>>>>>
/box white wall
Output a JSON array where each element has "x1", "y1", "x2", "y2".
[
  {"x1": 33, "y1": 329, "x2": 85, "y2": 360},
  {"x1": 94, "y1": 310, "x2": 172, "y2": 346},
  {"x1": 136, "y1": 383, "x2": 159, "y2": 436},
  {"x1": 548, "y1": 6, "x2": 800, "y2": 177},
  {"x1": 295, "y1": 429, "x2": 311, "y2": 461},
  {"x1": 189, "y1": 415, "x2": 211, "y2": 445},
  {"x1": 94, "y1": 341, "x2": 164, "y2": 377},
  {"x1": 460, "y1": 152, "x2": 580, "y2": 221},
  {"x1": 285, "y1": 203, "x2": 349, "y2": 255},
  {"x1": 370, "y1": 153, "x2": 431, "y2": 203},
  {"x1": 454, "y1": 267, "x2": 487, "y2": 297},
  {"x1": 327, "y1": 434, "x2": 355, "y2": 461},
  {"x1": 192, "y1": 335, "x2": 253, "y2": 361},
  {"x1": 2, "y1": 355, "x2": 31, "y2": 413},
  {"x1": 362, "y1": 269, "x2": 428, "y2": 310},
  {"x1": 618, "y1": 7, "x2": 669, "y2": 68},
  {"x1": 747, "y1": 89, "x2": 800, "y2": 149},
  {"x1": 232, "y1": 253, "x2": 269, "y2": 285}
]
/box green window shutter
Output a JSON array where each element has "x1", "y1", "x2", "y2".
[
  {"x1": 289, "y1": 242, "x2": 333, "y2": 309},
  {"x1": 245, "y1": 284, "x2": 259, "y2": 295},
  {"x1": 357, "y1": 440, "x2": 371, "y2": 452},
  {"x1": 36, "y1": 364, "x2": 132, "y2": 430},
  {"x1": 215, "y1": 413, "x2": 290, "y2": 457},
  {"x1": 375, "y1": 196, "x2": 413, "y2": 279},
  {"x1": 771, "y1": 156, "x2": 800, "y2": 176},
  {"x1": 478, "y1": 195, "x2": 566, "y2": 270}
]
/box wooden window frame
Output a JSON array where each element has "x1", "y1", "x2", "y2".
<<<<<
>>>>>
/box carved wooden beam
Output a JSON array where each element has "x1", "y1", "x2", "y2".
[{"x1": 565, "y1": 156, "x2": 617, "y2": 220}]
<<<<<
>>>>>
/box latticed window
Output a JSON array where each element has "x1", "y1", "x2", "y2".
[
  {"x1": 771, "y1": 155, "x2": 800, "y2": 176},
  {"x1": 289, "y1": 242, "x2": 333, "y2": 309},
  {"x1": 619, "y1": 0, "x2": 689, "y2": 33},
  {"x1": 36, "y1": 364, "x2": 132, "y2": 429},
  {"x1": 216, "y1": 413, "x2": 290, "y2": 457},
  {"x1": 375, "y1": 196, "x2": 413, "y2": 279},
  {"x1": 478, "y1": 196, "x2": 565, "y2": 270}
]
<<<<<
Using the listing above, state the number of lines that hold "window", with no other text.

3